▶ Aim of the exercise
Substitute "image" for every occurrence of "photo" in the records below, and reproduce all of them with nothing else changed.

▶ Entries provided
_____

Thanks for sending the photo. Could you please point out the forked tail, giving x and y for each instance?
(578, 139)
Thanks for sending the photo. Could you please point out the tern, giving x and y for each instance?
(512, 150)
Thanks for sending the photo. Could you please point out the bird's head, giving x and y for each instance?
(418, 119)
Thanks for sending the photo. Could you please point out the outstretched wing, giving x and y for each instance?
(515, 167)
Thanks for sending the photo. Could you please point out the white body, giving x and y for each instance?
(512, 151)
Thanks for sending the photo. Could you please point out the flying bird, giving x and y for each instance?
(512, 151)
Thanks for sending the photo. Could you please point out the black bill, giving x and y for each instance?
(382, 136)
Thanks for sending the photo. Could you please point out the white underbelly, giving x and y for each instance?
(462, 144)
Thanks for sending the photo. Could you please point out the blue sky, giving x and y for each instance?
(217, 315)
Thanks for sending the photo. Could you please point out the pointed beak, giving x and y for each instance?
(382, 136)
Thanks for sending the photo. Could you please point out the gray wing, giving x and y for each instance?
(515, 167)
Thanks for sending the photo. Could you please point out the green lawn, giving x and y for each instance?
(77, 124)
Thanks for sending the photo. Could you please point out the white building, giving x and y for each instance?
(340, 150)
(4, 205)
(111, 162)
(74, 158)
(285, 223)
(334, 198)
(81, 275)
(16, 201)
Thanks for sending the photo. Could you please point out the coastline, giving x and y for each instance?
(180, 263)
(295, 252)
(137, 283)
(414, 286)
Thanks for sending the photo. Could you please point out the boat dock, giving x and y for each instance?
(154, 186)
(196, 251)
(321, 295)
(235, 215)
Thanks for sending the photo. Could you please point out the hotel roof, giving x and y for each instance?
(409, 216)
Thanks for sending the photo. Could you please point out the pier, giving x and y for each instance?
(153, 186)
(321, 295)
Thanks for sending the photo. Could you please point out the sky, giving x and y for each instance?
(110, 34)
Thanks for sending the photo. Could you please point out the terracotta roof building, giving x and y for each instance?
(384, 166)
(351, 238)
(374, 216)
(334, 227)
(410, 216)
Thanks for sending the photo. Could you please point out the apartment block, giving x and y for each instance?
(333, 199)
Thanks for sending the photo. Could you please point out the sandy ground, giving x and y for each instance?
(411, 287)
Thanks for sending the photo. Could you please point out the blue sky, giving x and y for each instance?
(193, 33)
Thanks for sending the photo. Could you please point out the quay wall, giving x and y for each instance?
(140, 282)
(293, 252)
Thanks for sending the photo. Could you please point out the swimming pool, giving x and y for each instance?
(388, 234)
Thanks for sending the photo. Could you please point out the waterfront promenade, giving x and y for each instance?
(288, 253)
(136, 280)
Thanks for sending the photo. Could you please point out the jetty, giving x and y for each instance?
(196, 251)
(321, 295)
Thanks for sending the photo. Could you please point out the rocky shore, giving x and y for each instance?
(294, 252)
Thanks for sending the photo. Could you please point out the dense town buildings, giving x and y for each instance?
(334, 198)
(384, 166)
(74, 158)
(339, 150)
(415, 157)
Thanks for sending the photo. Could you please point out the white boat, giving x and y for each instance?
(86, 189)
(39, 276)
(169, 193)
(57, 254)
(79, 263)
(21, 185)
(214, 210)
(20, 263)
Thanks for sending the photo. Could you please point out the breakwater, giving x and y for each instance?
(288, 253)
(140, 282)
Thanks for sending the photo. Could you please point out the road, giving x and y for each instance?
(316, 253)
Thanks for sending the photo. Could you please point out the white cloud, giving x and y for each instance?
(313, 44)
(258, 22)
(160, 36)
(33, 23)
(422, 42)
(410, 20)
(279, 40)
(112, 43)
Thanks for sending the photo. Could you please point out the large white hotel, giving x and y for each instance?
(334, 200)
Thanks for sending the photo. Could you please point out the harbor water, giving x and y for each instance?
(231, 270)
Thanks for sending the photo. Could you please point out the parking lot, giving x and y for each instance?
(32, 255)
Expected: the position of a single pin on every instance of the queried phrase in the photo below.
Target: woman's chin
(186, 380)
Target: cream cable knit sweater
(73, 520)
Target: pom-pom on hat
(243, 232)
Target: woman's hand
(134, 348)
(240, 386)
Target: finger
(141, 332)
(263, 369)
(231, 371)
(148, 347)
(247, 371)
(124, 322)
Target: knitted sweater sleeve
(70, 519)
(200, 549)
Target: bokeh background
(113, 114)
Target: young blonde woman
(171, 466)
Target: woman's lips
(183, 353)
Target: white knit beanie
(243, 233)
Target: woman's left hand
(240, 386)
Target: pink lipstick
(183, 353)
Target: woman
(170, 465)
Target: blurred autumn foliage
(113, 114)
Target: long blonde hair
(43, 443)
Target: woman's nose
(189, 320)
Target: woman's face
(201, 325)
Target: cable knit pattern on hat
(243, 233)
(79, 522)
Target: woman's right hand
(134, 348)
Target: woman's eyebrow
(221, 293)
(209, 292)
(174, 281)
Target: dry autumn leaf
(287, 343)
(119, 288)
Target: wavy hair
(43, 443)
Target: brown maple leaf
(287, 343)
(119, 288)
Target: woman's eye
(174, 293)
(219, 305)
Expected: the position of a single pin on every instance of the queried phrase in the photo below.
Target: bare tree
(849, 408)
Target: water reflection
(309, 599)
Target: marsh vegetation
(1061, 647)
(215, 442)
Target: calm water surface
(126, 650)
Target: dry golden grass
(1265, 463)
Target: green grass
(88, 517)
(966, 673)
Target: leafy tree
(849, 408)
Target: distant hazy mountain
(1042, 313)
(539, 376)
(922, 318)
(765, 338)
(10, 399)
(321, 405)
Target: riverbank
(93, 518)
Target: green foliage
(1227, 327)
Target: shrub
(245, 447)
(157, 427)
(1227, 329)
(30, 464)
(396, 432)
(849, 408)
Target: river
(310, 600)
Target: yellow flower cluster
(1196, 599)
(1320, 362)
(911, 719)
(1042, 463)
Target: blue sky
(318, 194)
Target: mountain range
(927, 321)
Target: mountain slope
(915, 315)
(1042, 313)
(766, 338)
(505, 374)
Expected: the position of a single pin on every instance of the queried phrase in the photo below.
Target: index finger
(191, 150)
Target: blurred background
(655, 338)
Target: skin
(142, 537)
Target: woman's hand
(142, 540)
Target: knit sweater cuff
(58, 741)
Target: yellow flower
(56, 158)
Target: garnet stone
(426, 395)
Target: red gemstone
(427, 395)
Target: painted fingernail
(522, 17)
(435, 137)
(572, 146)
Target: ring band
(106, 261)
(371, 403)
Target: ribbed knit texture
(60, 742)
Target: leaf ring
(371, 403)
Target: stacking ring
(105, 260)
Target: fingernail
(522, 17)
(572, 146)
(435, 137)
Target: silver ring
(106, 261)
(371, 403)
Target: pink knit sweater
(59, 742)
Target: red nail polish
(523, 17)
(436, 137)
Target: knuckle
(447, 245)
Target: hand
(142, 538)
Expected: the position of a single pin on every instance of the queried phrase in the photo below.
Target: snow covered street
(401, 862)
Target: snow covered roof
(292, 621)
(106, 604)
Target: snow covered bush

_____

▶ Reply
Thanks for sending the image. Could you please point out the forked tail, giving x and y for each instance?
(578, 139)
Thanks for sending the image. Could you please point out the tern, giving x and y for each instance?
(512, 150)
Thanks for sending the image. Could you please point out the bird's head, giving x and y for each instance?
(418, 119)
Thanks for sending the image. Could you please point out the outstretched wing, giving x and y for each instance?
(515, 167)
Thanks for sending the image. Could you please point out the white body, giving x and y for each instance?
(512, 151)
Thanks for sending the image. Could you please point out the flying bird, giving x and y for each instance?
(512, 151)
Thanks for sending the image. Could you please point out the black bill, giving x and y for each instance?
(382, 136)
Thanks for sending the image. Could you please point out the white underbelly, giving x and y for each instance?
(462, 144)
Thanks for sending the image. Could you please point out the blue sky, giving x and y for each instance?
(217, 315)
Thanks for sending the image. Could you please point out the pointed beak, giving x and y for each instance?
(382, 136)
Thanks for sending the image. Could you please point out the gray wing, giving x and y for each instance?
(515, 167)
Thanks for sending the image. Could you please point out the green lawn, giving x and y for each instance?
(77, 124)
Thanks for sending the image. Could you please point out the white building, giving x and y for each instance?
(340, 150)
(4, 205)
(111, 162)
(74, 158)
(285, 223)
(334, 198)
(81, 275)
(16, 201)
Thanks for sending the image. Could you please point out the coastline, giving x and y for each instance?
(180, 263)
(295, 252)
(137, 283)
(414, 286)
Thanks for sending the image. Could you please point out the boat dock, giving x and y for each instance?
(154, 186)
(196, 251)
(321, 295)
(235, 215)
Thanks for sending the image. Could you please point out the hotel roof, giving x and y for each instance?
(409, 216)
Thanks for sending the image. Could you please point out the pier, giving x and y for each instance?
(153, 186)
(321, 295)
Thanks for sending the image. Could you please point out the sky, giving x and y for each instance?
(110, 34)
Thanks for sending the image. Could you please point out the terracotta roof building, giving x and y for each instance?
(384, 166)
(351, 238)
(374, 216)
(334, 227)
(410, 216)
Thanks for sending the image. Could you please point out the apartment block, giving x and y for each instance?
(333, 199)
Thanks for sending the image. Could you please point out the sandy ground, giving x and y for each instance?
(411, 287)
Thanks for sending the image. Could you please point out the blue sky, giving x and y for each instance?
(193, 33)
Thanks for sending the image. Could you please point out the quay wall, giving x and y for each instance?
(140, 282)
(293, 252)
Thanks for sending the image. Could you please point out the swimming pool, giving x and y for each instance?
(388, 234)
Thanks for sending the image. Could you please point out the waterfront promenade, giving x and y for each instance?
(288, 253)
(136, 280)
Thanks for sending the image. Could you please point out the jetty, giving x and y for each instance?
(196, 251)
(321, 295)
Thanks for sending the image. Could you please point out the rocky shore, giving x and y for each instance?
(294, 252)
Thanks for sending the image. Could you please point out the dense town buildings, giving x and y for each instance?
(334, 198)
(384, 166)
(74, 158)
(339, 150)
(415, 157)
Thanks for sending the image. Could you please point out the white boat, giving x and y for each instance?
(86, 189)
(39, 276)
(169, 193)
(57, 254)
(79, 263)
(21, 185)
(214, 210)
(20, 263)
Thanks for sending the image. Could you please point out the breakwater, giving x and y for each instance?
(288, 253)
(140, 282)
Thanks for sending the image. Could you please point out the road, giving x and y for each instance?
(316, 253)
Thanks for sending the image. Could you please point out the white cloud, giving x and y for each instance?
(313, 44)
(258, 22)
(160, 36)
(33, 23)
(422, 42)
(410, 20)
(279, 40)
(112, 43)
Thanks for sending the image. Could you please point out the large white hotel, giving x and y for each instance?
(334, 200)
Thanks for sending the image. Could you please point out the harbor water, giving x and y for each instance?
(231, 270)
Thanks for sending the image. Could you please point out the parking lot, giving x and y for each instance?
(32, 255)
Expected: the position of a single pin on every instance of the queried phrase in the image below.
Target: woman's chin
(186, 380)
Target: cream cable knit sweater
(73, 520)
Target: pom-pom on hat
(243, 232)
Target: woman's hand
(134, 348)
(240, 386)
Target: finger
(141, 332)
(263, 369)
(231, 371)
(148, 347)
(247, 371)
(124, 322)
Target: knitted sweater sleeve
(70, 519)
(200, 549)
Target: bokeh background
(113, 114)
Target: young blonde woman
(171, 466)
Target: woman's lips
(183, 353)
Target: white knit beanie
(243, 233)
Target: woman's left hand
(240, 386)
Target: pink lipstick
(183, 353)
Target: woman
(170, 465)
Target: blurred autumn foliage
(113, 114)
Target: long blonde hair
(43, 443)
Target: woman's nose
(189, 320)
Target: woman's face
(201, 325)
Target: cable knit pattern on hat
(243, 233)
(79, 522)
Target: woman's right hand
(134, 348)
Target: woman's eyebrow
(221, 293)
(209, 292)
(174, 281)
Target: dry autumn leaf
(287, 343)
(119, 288)
Target: wavy hair
(43, 443)
Target: brown maple leaf
(287, 343)
(119, 288)
Target: woman's eye
(174, 293)
(219, 305)
Expected: the position of a single pin on every instance of the queried phrase in the image below.
Target: bare tree
(849, 408)
Target: water reflection
(309, 599)
Target: marsh vegetation
(1061, 647)
(215, 442)
Target: calm water surface
(126, 650)
Target: dry golden grass
(1265, 463)
Target: green grass
(88, 517)
(966, 673)
Target: leafy tree
(849, 408)
Target: distant hazy mountain
(1042, 313)
(539, 376)
(922, 318)
(765, 338)
(10, 399)
(321, 405)
Target: riverbank
(93, 518)
Target: green foliage
(1227, 327)
Target: shrub
(245, 447)
(157, 427)
(1227, 329)
(30, 464)
(396, 432)
(849, 408)
Target: river
(310, 600)
Target: yellow flower cluster
(1196, 599)
(1320, 362)
(911, 719)
(1042, 463)
Target: blue sky
(318, 194)
Target: mountain range
(927, 321)
Target: mountain slope
(915, 315)
(1042, 313)
(766, 338)
(505, 374)
Expected: the position of a single pin on every instance of the queried phrase in the image below.
Target: index finger
(191, 150)
Target: blurred background
(655, 338)
Target: skin
(142, 537)
Target: woman's hand
(142, 540)
Target: knit sweater cuff
(58, 741)
Target: yellow flower
(56, 158)
Target: garnet stone
(426, 395)
Target: red gemstone
(427, 395)
Target: painted fingernail
(522, 17)
(435, 137)
(572, 146)
Target: ring band
(106, 261)
(371, 403)
Target: ribbed knit texture
(60, 742)
Target: leaf ring
(371, 403)
Target: stacking ring
(105, 260)
Target: fingernail
(522, 17)
(572, 146)
(435, 137)
Target: silver ring
(106, 261)
(371, 403)
Target: pink knit sweater
(59, 742)
Target: red nail polish
(523, 17)
(436, 137)
Target: knuckle
(447, 245)
Target: hand
(142, 538)
Expected: the position of a single pin on every instance of the queried phrase in the image below.
Target: snow covered street
(401, 862)
Target: snow covered roof
(292, 621)
(106, 604)
Target: snow covered bush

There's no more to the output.